Exercise objective
Please write out the final portion of the records below exactly: the line containing "Target: pile of stone", every line after it, and nothing else.

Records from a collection
┌────────
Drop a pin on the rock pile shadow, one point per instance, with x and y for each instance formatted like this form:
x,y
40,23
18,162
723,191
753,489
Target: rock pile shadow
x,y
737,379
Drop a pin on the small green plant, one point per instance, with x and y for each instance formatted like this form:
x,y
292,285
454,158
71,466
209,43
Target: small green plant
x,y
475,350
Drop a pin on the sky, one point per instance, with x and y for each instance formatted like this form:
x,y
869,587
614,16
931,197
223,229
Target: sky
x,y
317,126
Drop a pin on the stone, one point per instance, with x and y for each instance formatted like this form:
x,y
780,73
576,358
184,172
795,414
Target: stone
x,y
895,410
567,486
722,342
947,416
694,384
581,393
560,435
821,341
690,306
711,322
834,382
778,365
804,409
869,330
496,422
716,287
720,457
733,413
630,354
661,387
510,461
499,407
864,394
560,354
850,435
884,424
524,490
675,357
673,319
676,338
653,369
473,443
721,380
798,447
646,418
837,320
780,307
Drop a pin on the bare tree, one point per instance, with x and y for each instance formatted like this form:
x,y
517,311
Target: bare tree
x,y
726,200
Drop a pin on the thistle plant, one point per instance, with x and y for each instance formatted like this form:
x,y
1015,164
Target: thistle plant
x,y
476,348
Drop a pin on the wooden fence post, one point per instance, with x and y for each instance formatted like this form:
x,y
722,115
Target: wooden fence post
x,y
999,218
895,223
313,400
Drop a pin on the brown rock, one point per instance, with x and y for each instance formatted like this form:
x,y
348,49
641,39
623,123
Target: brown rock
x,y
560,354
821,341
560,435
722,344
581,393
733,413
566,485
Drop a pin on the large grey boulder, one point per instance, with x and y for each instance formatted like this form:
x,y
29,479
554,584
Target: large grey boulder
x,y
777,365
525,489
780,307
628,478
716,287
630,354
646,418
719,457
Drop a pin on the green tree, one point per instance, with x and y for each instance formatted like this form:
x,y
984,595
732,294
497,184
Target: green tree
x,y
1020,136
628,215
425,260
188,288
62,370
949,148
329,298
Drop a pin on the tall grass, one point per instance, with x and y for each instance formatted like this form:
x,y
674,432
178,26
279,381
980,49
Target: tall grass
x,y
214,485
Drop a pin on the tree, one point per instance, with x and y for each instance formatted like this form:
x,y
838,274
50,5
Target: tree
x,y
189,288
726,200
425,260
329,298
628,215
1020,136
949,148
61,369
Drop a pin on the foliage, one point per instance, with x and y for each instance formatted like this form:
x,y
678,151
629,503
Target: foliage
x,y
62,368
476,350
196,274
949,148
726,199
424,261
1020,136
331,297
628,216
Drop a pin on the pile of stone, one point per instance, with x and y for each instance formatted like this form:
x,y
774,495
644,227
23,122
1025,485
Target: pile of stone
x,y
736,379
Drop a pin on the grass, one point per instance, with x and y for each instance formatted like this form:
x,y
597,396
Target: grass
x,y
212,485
└────────
Response
Target: pile of stone
x,y
736,379
Drop a pin on the grass, one point per instance, with x and y for each instance formatted like this form:
x,y
597,396
Target: grass
x,y
212,485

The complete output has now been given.